◆ JOB ◆
Lay out the lines below as a numbered list, starting with the very first one and going on through the line with "box: [162, 237, 404, 480]", that line included. Skip any blank lines.

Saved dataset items
####################

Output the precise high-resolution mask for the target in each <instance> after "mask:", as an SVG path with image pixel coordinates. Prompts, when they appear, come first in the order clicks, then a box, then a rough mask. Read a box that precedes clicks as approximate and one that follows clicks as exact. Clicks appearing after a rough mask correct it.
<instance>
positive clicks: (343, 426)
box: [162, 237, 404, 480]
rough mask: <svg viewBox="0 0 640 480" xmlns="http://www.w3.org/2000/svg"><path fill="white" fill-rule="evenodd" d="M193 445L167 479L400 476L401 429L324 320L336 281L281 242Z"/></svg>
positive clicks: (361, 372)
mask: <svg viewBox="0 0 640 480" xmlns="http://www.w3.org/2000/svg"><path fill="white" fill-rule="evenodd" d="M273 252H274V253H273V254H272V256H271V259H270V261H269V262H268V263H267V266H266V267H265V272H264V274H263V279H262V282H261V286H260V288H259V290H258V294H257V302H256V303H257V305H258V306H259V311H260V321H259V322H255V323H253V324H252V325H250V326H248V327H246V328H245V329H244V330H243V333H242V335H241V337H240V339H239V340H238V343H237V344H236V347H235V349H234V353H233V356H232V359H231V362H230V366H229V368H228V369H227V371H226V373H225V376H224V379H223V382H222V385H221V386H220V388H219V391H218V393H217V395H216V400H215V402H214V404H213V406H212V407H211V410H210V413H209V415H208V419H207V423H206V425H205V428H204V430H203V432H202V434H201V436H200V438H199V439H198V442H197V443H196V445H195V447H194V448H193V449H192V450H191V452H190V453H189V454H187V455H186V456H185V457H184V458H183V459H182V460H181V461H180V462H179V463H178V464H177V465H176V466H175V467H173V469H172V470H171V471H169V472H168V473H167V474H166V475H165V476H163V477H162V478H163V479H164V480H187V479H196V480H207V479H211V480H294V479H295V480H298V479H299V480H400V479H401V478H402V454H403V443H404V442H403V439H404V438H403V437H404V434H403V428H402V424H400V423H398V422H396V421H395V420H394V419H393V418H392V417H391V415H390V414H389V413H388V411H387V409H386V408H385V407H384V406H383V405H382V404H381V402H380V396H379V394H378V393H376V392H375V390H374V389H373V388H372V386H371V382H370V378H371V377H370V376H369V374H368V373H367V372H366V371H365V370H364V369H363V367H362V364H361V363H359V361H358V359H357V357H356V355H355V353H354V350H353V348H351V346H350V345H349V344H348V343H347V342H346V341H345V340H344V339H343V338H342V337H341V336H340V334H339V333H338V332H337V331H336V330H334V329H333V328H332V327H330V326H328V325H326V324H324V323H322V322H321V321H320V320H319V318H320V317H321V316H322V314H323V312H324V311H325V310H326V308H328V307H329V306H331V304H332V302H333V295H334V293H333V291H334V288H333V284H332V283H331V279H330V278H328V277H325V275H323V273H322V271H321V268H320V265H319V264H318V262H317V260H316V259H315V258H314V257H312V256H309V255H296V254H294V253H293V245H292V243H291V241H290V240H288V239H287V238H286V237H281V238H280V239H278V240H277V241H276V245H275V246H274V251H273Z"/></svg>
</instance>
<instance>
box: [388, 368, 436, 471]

####################

◆ SOLUTION TO THIS EXERCISE ◆
1. Output the precise high-resolution mask for the target in each <instance> after "mask:", as an SVG path with image pixel coordinates. Prompts, when they appear, come first in the order clicks, then a box, then a rough mask. Read a box that precedes clicks as approximate and one that follows clicks as exact. Clicks appearing after a rough mask correct it.
2. <instance>
3. positive clicks: (343, 426)
4. box: [162, 237, 404, 480]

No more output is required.